== YOUR OBJECTIVE ==
Duplicate the post on electoral fairness between "On the morning" and "a lesser one.", inclusive.

== READING TEXT ==
On the morning after the Malaysian General Elections, I posted a status update on my Facebook Page saying “I hope people who say the PAP is unfair now have a better reference point. Today you know what unfair is”. This elicited a flurry of rebuttals, many indignant that I was trying to excuse the PAP just because the Malaysian elections are allegedly more unfair; some used all sorts of inappropriate analogies of crime to basically argue that one greater crime should not absolve a lesser one.
This would be true if I thought the PAP was unfair or even worse, complicit in fraudulent electoral behaviour.
I believe no such thing.
My point was the contrary - if the allegations of electoral fraud in Malaysia were true, then we have a clear example of what political unfairness is, because in my opinion, much of the allegations of electoral fraud or unfairness towards the PAP are completely unjustified.

[Records contained in a dataset]
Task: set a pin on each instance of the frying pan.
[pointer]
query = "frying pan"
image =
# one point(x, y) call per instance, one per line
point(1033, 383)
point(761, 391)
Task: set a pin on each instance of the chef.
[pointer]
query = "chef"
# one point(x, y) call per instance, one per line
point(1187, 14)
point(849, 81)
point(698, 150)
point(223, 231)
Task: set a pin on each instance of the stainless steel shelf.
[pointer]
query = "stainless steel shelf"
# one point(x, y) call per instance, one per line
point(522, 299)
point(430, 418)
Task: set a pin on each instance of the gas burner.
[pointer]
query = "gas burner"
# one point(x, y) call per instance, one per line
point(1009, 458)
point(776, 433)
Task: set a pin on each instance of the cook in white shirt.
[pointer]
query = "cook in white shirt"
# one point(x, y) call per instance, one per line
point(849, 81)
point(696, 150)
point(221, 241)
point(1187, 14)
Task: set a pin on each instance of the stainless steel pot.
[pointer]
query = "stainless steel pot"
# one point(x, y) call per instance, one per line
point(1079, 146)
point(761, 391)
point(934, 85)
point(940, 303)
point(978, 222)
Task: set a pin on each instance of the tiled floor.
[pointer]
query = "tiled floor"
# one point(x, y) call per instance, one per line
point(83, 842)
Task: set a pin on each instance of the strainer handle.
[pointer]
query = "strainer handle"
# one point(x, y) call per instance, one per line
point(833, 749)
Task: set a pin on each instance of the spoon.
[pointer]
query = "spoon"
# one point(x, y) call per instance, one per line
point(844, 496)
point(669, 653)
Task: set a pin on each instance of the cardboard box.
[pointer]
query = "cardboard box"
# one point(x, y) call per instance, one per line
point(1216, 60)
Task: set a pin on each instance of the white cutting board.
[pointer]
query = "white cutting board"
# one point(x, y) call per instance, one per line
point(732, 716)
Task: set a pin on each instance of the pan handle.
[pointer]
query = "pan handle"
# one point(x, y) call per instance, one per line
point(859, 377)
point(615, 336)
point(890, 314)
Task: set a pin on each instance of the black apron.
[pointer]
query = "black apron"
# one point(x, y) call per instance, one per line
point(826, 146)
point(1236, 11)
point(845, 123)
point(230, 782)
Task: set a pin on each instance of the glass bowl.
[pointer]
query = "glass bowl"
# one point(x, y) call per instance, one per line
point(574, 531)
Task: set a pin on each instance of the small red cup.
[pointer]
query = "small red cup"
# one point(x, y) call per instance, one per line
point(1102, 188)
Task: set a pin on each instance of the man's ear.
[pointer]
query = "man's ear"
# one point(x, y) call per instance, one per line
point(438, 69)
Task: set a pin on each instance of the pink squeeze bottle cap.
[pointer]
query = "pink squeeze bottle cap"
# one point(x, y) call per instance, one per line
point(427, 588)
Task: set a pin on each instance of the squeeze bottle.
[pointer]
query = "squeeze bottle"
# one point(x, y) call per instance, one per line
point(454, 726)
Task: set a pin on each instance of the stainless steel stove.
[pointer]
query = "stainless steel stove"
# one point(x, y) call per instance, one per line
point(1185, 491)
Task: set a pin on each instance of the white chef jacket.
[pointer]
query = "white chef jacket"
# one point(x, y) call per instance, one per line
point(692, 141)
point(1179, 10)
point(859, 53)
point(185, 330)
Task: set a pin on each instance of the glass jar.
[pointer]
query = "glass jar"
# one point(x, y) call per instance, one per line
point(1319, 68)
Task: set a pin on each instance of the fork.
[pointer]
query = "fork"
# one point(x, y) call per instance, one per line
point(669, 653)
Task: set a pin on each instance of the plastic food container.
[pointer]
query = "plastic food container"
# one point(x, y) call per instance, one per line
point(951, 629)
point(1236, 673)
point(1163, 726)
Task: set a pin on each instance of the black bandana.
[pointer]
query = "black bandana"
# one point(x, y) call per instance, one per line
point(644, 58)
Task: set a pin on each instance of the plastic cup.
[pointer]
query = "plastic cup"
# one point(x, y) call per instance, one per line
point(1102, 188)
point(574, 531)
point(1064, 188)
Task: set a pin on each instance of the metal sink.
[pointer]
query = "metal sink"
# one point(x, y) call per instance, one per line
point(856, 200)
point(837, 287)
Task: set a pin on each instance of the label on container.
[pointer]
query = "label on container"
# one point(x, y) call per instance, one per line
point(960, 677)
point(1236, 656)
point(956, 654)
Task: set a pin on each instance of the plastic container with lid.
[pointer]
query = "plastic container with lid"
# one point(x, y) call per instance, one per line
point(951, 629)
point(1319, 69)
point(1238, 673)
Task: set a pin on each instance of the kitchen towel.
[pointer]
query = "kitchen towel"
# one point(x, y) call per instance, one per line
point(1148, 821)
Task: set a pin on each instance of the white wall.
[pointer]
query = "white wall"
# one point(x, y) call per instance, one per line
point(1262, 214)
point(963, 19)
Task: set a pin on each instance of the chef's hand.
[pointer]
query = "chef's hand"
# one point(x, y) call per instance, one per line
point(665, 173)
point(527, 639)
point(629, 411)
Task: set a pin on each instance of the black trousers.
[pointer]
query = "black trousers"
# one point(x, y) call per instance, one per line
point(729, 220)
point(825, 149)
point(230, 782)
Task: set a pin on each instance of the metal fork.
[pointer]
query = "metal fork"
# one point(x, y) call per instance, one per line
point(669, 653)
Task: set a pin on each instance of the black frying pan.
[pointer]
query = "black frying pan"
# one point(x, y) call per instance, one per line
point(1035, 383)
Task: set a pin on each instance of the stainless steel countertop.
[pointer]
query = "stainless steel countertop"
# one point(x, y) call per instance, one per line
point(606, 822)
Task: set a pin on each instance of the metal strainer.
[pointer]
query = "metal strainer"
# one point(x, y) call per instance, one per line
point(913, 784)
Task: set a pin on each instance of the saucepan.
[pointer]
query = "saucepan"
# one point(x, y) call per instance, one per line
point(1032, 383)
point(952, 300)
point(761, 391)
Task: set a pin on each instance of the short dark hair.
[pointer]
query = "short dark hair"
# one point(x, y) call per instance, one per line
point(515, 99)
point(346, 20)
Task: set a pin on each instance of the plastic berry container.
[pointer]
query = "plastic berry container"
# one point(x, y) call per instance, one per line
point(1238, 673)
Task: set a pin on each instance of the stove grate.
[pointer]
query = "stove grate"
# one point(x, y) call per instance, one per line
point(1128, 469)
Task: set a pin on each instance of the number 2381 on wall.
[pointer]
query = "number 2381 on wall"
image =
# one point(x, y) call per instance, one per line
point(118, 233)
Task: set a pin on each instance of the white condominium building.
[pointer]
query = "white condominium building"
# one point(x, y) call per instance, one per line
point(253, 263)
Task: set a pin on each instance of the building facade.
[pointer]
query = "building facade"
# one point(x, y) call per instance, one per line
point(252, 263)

== SOLUTION TO THIS TASK ==
On the morning after the Malaysian General Elections, I posted a status update on my Facebook Page saying “I hope people who say the PAP is unfair now have a better reference point. Today you know what unfair is”. This elicited a flurry of rebuttals, many indignant that I was trying to excuse the PAP just because the Malaysian elections are allegedly more unfair; some used all sorts of inappropriate analogies of crime to basically argue that one greater crime should not absolve a lesser one.